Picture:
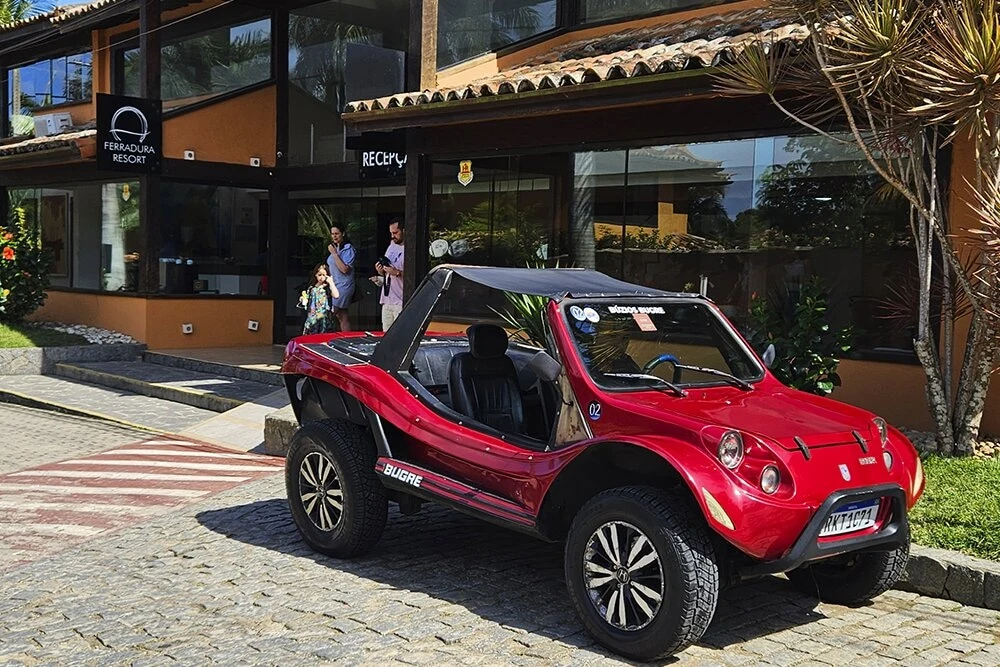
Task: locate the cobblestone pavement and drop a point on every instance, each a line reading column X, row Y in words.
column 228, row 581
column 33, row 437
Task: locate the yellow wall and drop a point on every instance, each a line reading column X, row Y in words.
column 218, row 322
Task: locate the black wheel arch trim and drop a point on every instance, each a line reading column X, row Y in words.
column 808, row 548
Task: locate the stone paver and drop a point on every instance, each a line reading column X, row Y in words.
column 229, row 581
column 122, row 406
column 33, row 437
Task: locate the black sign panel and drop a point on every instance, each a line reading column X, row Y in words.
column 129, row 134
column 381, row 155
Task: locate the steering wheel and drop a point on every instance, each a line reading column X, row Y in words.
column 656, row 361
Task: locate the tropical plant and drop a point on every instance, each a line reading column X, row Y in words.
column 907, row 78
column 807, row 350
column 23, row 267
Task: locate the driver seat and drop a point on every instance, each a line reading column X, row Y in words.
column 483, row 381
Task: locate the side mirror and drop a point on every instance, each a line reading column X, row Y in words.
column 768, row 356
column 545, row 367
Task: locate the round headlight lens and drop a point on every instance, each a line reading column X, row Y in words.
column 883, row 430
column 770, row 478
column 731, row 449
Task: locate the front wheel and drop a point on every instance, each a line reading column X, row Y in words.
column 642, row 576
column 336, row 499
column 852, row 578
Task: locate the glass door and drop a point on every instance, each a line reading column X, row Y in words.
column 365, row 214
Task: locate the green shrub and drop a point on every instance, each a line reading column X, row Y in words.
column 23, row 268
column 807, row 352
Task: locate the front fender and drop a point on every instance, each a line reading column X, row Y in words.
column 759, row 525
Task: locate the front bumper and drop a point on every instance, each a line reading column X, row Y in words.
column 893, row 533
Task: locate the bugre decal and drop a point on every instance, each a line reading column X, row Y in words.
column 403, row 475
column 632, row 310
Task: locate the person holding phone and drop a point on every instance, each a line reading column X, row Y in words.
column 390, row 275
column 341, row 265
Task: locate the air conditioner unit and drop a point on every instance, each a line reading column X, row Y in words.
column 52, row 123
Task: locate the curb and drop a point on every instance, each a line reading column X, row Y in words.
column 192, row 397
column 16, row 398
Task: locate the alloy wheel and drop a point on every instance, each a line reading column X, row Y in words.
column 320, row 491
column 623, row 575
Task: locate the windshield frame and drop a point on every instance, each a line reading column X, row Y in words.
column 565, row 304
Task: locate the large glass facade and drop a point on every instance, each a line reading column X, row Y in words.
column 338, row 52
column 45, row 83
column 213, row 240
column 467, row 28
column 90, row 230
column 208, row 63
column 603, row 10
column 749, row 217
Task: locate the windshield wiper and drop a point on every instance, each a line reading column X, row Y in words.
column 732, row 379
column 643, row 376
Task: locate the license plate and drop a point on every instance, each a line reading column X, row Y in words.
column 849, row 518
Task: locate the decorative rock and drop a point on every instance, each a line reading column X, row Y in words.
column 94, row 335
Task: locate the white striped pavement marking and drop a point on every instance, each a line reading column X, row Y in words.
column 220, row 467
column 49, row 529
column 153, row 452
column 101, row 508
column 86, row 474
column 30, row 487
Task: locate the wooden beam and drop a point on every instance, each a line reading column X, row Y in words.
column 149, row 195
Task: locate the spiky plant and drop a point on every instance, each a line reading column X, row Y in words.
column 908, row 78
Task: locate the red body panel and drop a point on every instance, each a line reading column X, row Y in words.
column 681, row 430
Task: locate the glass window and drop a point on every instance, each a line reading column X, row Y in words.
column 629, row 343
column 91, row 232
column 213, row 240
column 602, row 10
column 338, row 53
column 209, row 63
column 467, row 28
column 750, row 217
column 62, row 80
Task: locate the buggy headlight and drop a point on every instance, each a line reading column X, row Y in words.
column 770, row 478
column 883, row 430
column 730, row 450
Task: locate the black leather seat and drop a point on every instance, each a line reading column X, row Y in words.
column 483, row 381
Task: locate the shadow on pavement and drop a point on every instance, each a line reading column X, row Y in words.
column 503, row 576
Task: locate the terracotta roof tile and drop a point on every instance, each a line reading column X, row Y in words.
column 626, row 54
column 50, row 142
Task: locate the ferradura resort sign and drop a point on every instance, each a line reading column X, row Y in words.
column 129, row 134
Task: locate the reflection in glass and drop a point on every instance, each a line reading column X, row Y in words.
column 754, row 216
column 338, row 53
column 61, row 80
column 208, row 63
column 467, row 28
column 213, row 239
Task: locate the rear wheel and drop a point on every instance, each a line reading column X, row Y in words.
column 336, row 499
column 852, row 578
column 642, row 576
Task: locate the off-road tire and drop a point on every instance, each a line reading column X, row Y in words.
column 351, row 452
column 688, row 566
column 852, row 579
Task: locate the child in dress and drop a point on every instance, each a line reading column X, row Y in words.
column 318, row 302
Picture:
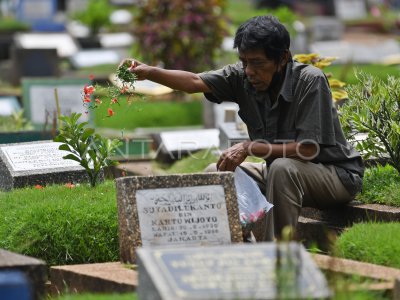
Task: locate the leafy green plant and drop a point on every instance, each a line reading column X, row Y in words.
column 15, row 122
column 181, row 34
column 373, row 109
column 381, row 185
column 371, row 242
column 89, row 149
--*--
## EXERCISE BRIEF
Each word of the data should be repeated exactly, and the pictures left out.

## ANSWER TO THIS EXERCISE
Picture:
Task: locate the cobblestone pavement and drop a point on every instance, each a line reading column X, row Y in words.
column 228, row 581
column 33, row 437
Task: locate the yellow wall and drop a point on every instance, each a line reading column X, row Y in words.
column 218, row 322
Task: locate the black wheel arch trim and drop a point on every instance, each a line reading column X, row Y in words.
column 808, row 548
Task: locate the stone paver and drop a point on every instance, each a line reading column X, row Y in words.
column 229, row 581
column 122, row 406
column 33, row 437
Task: locate the black sign panel and drop a point on every instance, each a line reading column X, row Y in words.
column 129, row 134
column 381, row 155
Task: locate the steering wheel and drop a point on every instance, each a line reading column X, row Y in words.
column 656, row 361
Task: locate the tropical plant and drop a point on every instance, each a line reading column X, row Y in words.
column 907, row 78
column 807, row 350
column 23, row 267
Task: locate the driver seat and drop a point on every instance, each a line reading column X, row Y in words.
column 483, row 381
Task: locate the side mirror and drop a point on every instance, each a line reading column X, row Y in words.
column 768, row 356
column 545, row 367
Task: locate the round headlight lens and drop a point on every instance, each a line reading column X, row Y in words.
column 883, row 430
column 770, row 478
column 731, row 449
Task: locate the front wheel and drop a point on every instance, each a line reading column X, row Y in words.
column 642, row 576
column 336, row 499
column 852, row 578
Task: locate the glass door and drop a point on every instance, each a line reading column X, row Y in words.
column 365, row 214
Task: locate the green shrub and drop a point on every instance, each a line reading column X, row Y in words.
column 23, row 268
column 807, row 352
Task: locate the front fender and drop a point on every instance, each a line reading column X, row Y in words.
column 759, row 525
Task: locate the front bumper and drop a point on every instance, each a line reading column X, row Y in words.
column 893, row 533
Task: locate the bugre decal and drop a point on every instance, each a line reading column X, row Y in words.
column 403, row 475
column 632, row 310
Task: locate the person holding phone and drop a point on every instance, each a line reading column X, row Y in words.
column 390, row 275
column 341, row 265
Task: locate the air conditioner unit and drop a point on every instance, each a line reading column X, row Y in words.
column 52, row 123
Task: locate the curb and drop a point on every instance, each a line reading column X, row Y in words.
column 192, row 397
column 16, row 398
Task: locate the alloy wheel and drop a point on every instance, each a line reading column X, row Y in words.
column 320, row 491
column 623, row 575
Task: locate the windshield frame and drop a point on every instance, each a line reading column X, row Y in words.
column 565, row 304
Task: locate the large glass facade and drop a point on every instance, each a line reading column X, row Y in words.
column 338, row 52
column 45, row 83
column 213, row 240
column 467, row 28
column 90, row 230
column 208, row 63
column 603, row 10
column 749, row 217
Task: locate the windshield wiper and drop a point on every instance, each a line reading column X, row Y in words.
column 732, row 379
column 643, row 376
Task: locate the license plate and drop a point on every instance, each a line reading column X, row Y in words.
column 849, row 518
Task: locate the decorative rock and drop a point on every instance, each a line reading column X, row Y in words.
column 94, row 335
Task: locate the white striped pavement marking and drop a point on every instance, each a line reading column X, row Y in words.
column 220, row 467
column 49, row 529
column 153, row 452
column 101, row 508
column 86, row 474
column 30, row 487
Task: locate the wooden beam and drop a point on every instance, each a line reading column X, row Y in words.
column 149, row 195
Task: locate the spiky plant and drop a point on every instance, each a line reading column X, row Y in words.
column 908, row 78
Task: locate the red body panel and drop a point on every instance, each a line reading column X, row Y in words.
column 681, row 430
Task: locate the glass window and drop a point on every instance, each a line reading column X, row Y in words.
column 629, row 343
column 91, row 232
column 213, row 240
column 602, row 10
column 338, row 53
column 209, row 63
column 467, row 28
column 750, row 217
column 62, row 80
Task: locate the buggy headlight and drop a point on every instance, each a line reading column X, row Y in words.
column 770, row 478
column 883, row 430
column 730, row 450
Task: locate the black leather seat and drop a point on every instance, each a line reading column X, row Y in words.
column 483, row 381
Task: locate the shadow on pavement and drop a point on every instance, each a line reading column X, row Y in words.
column 503, row 576
Task: locate the terracotta roof tile and drop a point on every instance, each a line reading column X, row Y in words.
column 626, row 54
column 50, row 142
Task: locate the ferradura resort sign and drop a point on every instance, each a line reading column X, row Y in words.
column 129, row 134
Task: locate the reflection in glass and drop a point on every instance, each a line reading column X, row Y in words.
column 754, row 216
column 338, row 53
column 61, row 80
column 208, row 63
column 467, row 28
column 213, row 239
Task: locate the rear wheel and drop a point on every instance, each a line reading column X, row Y in words.
column 336, row 499
column 852, row 578
column 642, row 576
Task: locate the off-road tire and drop a point on every instance, each a line reading column X, row Y in words.
column 351, row 452
column 688, row 566
column 852, row 579
Task: locate the child in dress and drop a point on every instance, each a line reading column X, row Y in words.
column 318, row 302
Picture:
Task: locate the leafy green plant and drop a point on every instance, each a line reading column X, row Y in words.
column 15, row 122
column 181, row 34
column 373, row 109
column 381, row 185
column 371, row 242
column 89, row 149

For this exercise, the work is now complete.